— Task details —
Extract all lines from the data beneath that include the word "Could".

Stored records
........

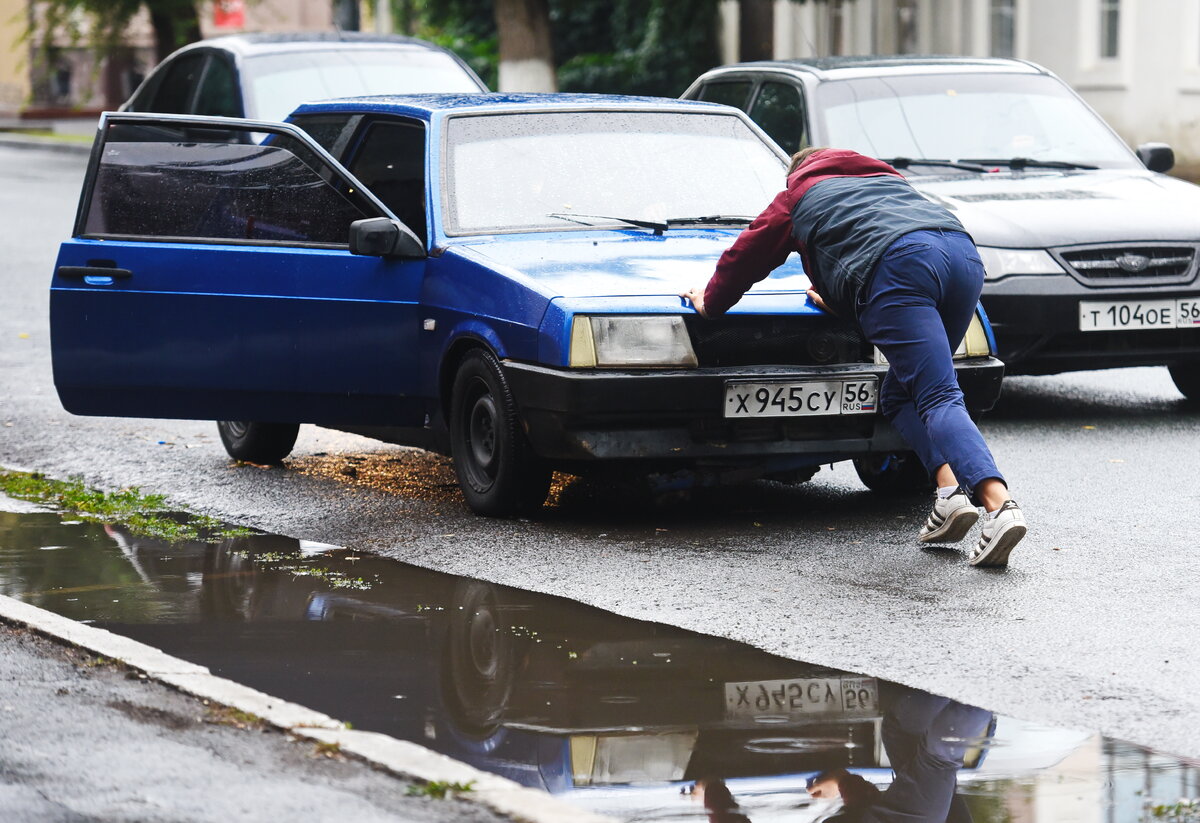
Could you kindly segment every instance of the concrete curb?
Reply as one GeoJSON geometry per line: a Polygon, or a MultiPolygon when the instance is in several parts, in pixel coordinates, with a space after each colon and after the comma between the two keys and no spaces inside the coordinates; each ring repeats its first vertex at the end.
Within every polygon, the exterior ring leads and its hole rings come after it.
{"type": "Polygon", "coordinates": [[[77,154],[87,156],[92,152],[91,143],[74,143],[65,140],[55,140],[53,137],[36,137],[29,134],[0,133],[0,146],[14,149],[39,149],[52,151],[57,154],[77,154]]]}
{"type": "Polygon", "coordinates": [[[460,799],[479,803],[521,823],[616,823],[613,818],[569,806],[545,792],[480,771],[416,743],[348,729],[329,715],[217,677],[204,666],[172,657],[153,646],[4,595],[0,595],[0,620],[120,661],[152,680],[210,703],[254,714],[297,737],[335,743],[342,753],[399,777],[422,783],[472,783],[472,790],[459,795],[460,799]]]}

........

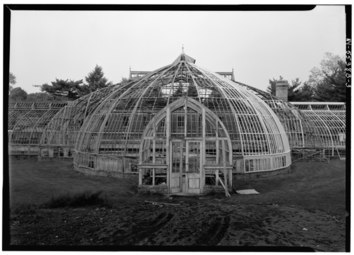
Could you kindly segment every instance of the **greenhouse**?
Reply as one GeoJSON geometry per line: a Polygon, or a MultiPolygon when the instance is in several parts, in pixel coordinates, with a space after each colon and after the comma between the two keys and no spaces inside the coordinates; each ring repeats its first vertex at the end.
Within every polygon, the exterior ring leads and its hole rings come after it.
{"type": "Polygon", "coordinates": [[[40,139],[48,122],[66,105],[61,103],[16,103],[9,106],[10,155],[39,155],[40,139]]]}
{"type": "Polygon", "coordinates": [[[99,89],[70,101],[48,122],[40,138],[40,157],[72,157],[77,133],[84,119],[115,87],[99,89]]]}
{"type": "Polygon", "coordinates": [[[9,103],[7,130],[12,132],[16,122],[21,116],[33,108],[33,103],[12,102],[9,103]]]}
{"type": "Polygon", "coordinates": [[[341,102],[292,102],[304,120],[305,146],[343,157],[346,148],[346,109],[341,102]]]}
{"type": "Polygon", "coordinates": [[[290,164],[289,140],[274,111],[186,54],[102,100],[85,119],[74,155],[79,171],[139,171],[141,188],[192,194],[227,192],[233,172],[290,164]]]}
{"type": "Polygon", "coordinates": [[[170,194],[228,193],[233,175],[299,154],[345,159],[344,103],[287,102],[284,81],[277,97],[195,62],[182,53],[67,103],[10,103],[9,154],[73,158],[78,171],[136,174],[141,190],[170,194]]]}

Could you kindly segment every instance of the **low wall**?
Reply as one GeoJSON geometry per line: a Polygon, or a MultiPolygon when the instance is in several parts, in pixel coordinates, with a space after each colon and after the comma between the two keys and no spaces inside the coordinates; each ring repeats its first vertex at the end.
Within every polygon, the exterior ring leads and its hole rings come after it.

........

— Answer space —
Could you kindly segment every instance of the concrete curb?
Could you kindly segment every instance of the **greenhouse**?
Could you kindly segment every instance of the **low wall**?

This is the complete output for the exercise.